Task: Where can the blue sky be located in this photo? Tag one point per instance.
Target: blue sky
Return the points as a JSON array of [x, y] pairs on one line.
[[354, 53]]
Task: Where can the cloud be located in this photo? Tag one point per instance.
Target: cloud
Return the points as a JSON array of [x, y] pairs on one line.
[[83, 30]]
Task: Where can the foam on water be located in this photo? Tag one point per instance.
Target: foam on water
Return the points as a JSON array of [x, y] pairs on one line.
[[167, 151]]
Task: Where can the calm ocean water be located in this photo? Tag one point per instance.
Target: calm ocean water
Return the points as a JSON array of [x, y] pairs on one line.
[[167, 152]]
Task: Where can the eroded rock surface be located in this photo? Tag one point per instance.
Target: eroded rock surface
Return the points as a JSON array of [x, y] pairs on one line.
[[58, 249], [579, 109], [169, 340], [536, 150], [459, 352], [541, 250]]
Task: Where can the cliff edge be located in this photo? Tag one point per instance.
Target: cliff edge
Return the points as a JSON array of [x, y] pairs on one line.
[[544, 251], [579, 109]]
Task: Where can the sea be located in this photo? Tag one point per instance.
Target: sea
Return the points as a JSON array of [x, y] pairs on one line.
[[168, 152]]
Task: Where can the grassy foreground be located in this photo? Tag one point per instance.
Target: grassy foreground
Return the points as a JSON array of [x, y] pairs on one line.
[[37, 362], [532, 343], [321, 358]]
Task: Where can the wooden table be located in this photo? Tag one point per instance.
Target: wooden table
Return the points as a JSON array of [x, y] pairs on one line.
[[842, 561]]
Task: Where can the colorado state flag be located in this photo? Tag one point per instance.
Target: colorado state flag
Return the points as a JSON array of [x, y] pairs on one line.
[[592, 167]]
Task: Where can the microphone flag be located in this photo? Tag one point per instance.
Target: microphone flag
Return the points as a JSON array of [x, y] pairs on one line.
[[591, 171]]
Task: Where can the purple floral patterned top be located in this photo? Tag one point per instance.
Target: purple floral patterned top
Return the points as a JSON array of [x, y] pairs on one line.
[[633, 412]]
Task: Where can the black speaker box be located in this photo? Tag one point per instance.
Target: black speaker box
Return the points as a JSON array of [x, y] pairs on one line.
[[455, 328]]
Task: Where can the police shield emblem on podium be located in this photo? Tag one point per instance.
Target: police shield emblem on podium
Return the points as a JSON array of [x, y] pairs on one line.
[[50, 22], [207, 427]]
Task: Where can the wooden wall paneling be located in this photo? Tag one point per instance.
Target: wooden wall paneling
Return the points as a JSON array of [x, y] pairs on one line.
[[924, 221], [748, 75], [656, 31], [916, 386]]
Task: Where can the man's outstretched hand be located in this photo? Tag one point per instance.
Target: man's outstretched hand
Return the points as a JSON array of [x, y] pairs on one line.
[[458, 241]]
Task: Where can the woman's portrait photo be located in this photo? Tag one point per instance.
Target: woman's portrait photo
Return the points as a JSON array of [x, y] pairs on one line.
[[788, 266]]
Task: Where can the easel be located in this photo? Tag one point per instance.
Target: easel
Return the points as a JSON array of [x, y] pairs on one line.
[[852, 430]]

*Exercise details*:
Rewrite all of the data above, changing "Tag one point per instance" to "Mark one point for each instance" wherever it occurs and keeping everything else the same.

*Answer below*:
Task: Where can the blue sky be located in this photo? Mark one point for each instance.
Target: blue sky
Return the points as a JSON array of [x, y] pairs on one line.
[[354, 53]]
Task: Where can the cloud be located in this photo? Mark one point for each instance.
Target: cloud
Return the points as a JSON array of [x, y] pairs on one line.
[[83, 30]]
Task: Where can the foam on water be located in this photo? Mark one point for each instance.
Target: foam on water
Return the points as a JSON array of [x, y] pairs on one line.
[[167, 151]]
Task: Where can the calm ocean water be located in this photo? Mark one point for each instance.
Target: calm ocean water
Return the points as a JSON array of [x, y] pairs on one line.
[[167, 152]]
Task: Where can the eroded rock surface be located in this photo? Mark one point for each instance.
Target: eroded rock surface
Return the points as a JSON array of [x, y] pairs on one line.
[[58, 249], [579, 109], [169, 340], [536, 150], [459, 352], [541, 250]]
Task: Where can the cliff edge be located in this photo? Mark one point for each instance.
Target: cliff edge
Return the points as a JSON array of [x, y] pairs on one line.
[[544, 251], [579, 109]]
Task: Where can the sea be located in this photo? Mark one point for each instance.
Target: sea
Return the points as a JSON array of [x, y] pairs on one line.
[[168, 152]]
Task: Where can the grassy foreground be located in this photo? Mark one point for each instance.
Target: grassy foreground
Return the points as a JSON array of [x, y] pairs on one line.
[[37, 362], [532, 343], [321, 358]]
Task: Where can the wooden table be located in this photo? Mark one point for each instance.
Target: wooden table
Return the points as a JSON array of [x, y] pairs on one line.
[[842, 561]]
Task: Where can the colorado state flag be located in this photo? Mark one point for each instance.
Target: colorado state flag
Return the points as a JSON array of [x, y] pairs on one line.
[[592, 167]]
Task: Where can the microphone flag be located in this photo? Mark one point for each instance.
Target: microphone flag
Return the points as a JSON array of [x, y] pairs on one line.
[[591, 171]]
Task: Where can the purple floral patterned top be located in this photo? Mark one point for each instance.
Target: purple floral patterned top
Return the points as a JSON array of [x, y] pairs on one line.
[[633, 412]]
Task: Where can the black speaker box be located in this photo? Mark one point for each instance.
Target: black speaker box
Return the points as a JSON array of [x, y] pairs on one line.
[[455, 328]]
Task: Where can the police shield emblem on podium be located in this photo? Mark one point for each instance.
Target: police shield emblem on podium
Return the points as a JSON array of [x, y] pairs on one line.
[[50, 22], [207, 427]]
Task: Where can the wooden wall paneling be located in this photo? Mark one point for each instance.
Target: wooden wall paneling
Return the points as a JSON array of [x, y] pairs on one line.
[[924, 221], [748, 75], [656, 31], [916, 386]]
Task: Where can the man's outstretched hand be located in this photo? Mark one point for each instance.
Target: man's outstretched hand
Return the points as a JSON array of [x, y] pairs on one line.
[[458, 241]]
Task: Where can the woman's portrait photo be located in this photo? Mark one point for each instance.
Target: woman's portrait photo
Return the points as a JSON array of [x, y] pairs on one line.
[[788, 266]]
Task: Where can the easel be located in this photo? Mark one point for each instance.
Target: easel
Return the points as a JSON array of [x, y] pairs on one line.
[[852, 430]]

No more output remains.